▶ **Passage**:

    I should probably clarify on what I meant by "I'm going to find the one for me, no matter how long it takes." That sentence didn't really mean that I've been doing what you're warning me about. I'm not really searching for her actively, or worrying about it. I just have this feeling that one day, I'm going to just find her. I'll be just some guy pursuing music, and the right person will show up at the right time. Finding someone that I want to date is less of a goal that I'm trying to reach, and more like an event that I hope happens this year. If it doesn't, oh well. I'm more than patient. In the meantime, I'm going to focus on my music and myself.

    As for worrying about being single and not kissing anyone, it honestly doesn't bother me. I don't date someone just for the hell of it. And there's no way that I'm wasting away my first kiss. Unless there is a strong natural attraction, I'm really not interested. If people think that it's lame or weird of me, then they can simply get over it. I spent most of high school doing exactly what both of you are warning against. I was so worried about finding the right person, that it made my mind and emotions very unhealthy. Hell, it was part of why I was put into a depression in the first place two years ago. But that has been put behind me now, and I'm going to do things right this time around.

    Thank you for being so supportive, by the way. It means a lot. :)
     
    I can't speak about music, but I had a similar high school experience without much motivation. College was good for getting me more motivated to learn because I was in part able to choose what I wanted to learn about. But I think what really helps is always having something around you that you want to be doing or studying or learning. You'll probably have to take some courses that don't interest you, but if you can at least take one that does then I think that will help you keep interested enough that you can have a decent work ethic toward school in general.
     
    I can't speak about music, but I had a similar high school experience without much motivation. College was good for getting me more motivated to learn because I was in part able to choose what I wanted to learn about. But I think what really helps is always having something around you that you want to be doing or studying or learning. You'll probably have to take some courses that don't interest you, but if you can at least take one that does then I think that will help you keep interested enough that you can have a decent work ethic toward school in general.

    Interestingly enough, my productivity has skyrocketed ever since I started piano a few days ago. I never really understood the reason, but this makes complete sense. When I'm willing to work hard at piano, it makes the less interesting stuff easier to work on too. I'll definitely keep this in mind. Thanks for pointing that out! :)

▶ **Free-text descriptions of objects**:

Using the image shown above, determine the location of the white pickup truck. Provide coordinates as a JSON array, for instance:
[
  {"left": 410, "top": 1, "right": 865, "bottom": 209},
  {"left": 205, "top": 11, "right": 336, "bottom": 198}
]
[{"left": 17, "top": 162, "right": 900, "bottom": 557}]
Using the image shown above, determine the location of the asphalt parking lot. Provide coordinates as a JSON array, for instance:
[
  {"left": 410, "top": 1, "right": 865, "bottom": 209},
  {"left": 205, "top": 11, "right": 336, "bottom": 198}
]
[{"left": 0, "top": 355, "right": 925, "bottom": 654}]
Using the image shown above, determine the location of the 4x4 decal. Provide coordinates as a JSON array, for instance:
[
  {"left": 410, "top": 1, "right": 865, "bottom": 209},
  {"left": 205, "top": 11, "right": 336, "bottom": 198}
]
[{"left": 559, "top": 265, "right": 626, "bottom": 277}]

▶ **Exercises to complete**:
- a) Echo the stretch of the forum thread from "As for worrying" through "this time around.".
- b) Answer these questions using the forum thread:
(i) What does the writer plan to focus on in the meantime while waiting to find someone?
(ii) How long ago was the writer put into a depression?
(iii) What did the writer of the last post start a few days ago?
- c) Summarize the forum thread in three sentences.
None of the records are needed for this work.

▶ **Response list**:
- a)
As for worrying about being single and not kissing anyone, it honestly doesn't bother me. I don't date someone just for the hell of it. And there's no way that I'm wasting away my first kiss. Unless there is a strong natural attraction, I'm really not interested. If people think that it's lame or weird of me, then they can simply get over it. I spent most of high school doing exactly what both of you are warning against. I was so worried about finding the right person, that it made my mind and emotions very unhealthy. Hell, it was part of why I was put into a depression in the first place two years ago. But that has been put behind me now, and I'm going to do things right this time around.

- b)
(i) Their music and themselves.
(ii) Two years ago.
(iii) Piano.

- c) One poster explains that finding someone to date is less a goal they chase than an event they hope happens, and that they will focus on their music and themselves meanwhile, having spent high school worrying in a way that made their mind and emotions unhealthy. A reply says college helped with motivation by allowing a choice of what to learn, and it advises taking at least one interesting course to sustain a decent work ethic. A later post reports that productivity has skyrocketed since starting piano a few days ago, because working hard at piano makes the less interesting stuff easier too.